Work instructions |
Number every line of the material below, skipping blank lines and leaving out the pictures.

Supplied material |
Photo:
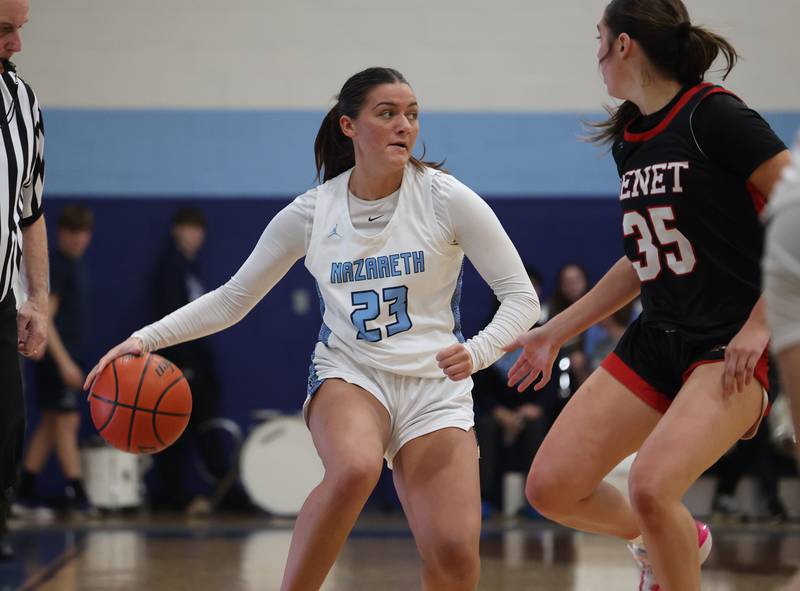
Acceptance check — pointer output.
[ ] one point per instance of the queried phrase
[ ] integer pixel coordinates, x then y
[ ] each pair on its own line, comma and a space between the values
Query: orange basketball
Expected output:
140, 404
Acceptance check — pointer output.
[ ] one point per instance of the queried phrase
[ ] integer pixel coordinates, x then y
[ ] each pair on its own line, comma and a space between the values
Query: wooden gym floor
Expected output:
247, 552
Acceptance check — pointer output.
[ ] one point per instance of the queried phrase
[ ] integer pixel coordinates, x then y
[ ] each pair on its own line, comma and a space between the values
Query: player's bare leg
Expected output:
41, 444
66, 443
700, 425
436, 476
350, 430
602, 424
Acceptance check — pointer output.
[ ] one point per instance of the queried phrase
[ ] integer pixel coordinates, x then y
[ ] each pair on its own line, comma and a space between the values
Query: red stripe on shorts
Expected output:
634, 382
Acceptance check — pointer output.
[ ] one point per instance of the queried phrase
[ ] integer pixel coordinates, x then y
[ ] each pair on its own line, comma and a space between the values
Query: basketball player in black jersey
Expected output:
687, 379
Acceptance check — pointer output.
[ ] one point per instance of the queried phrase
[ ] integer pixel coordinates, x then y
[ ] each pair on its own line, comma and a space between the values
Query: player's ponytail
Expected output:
675, 47
333, 150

Solution for this problem |
1. Photo:
2. Acceptance check — pointer output.
3. [ ] one point per instance of the queried phrase
4. [ ] integer pixel coordinates, x then y
5. [ ] each pair on its own line, comma and a space between the values
6. Query: orange basketball
7. Expected output:
8. 140, 404
9. Acceptance check — pointer output.
10. [ ] one point per instance of the queried phrase
11. [ ] integer pixel coordinates, x then y
12. [ ] each pair on its own line, comma and a space between the values
13. Query: wooden gym floor
14. Expected output:
15. 247, 552
16. Acceptance check — pointer output.
17. [ ] one point per instance of the queried phrase
18. [ ] integer pixel coordinates, x then y
19. [ ] each pair on its own line, comma and a space between the values
20. Query: player's bare leg
21. Expected output:
22. 41, 444
23. 66, 443
24. 700, 425
25. 436, 476
26. 350, 430
27. 602, 424
28. Acceptance check — pointer output.
29. [ ] one point per instance of the queried phrase
30. [ ] integer pixel coordinates, x then y
31. [ ] each pair on its own line, comma and a space between the values
32. Query: red stripe on shorts
33. Expected output:
34. 634, 382
35. Acceptance check — pointer output.
36. [ ] one point per instance of the queried phrase
37. [ ] integer pixel coordinates, x then y
38. [ ] each pair on its own line, comma and a space between the values
39. Query: basketball player in black jersey
40. Expected output:
41. 687, 379
42. Acceptance check — pointer output.
43. [ ] one point per instance of the queried phrase
44. [ ] integer pixel coordinates, x then y
45. [ ] each pair on its own line, comma and a space between the values
46. Query: player's ponytail
47. Expected output:
48. 675, 47
49. 333, 150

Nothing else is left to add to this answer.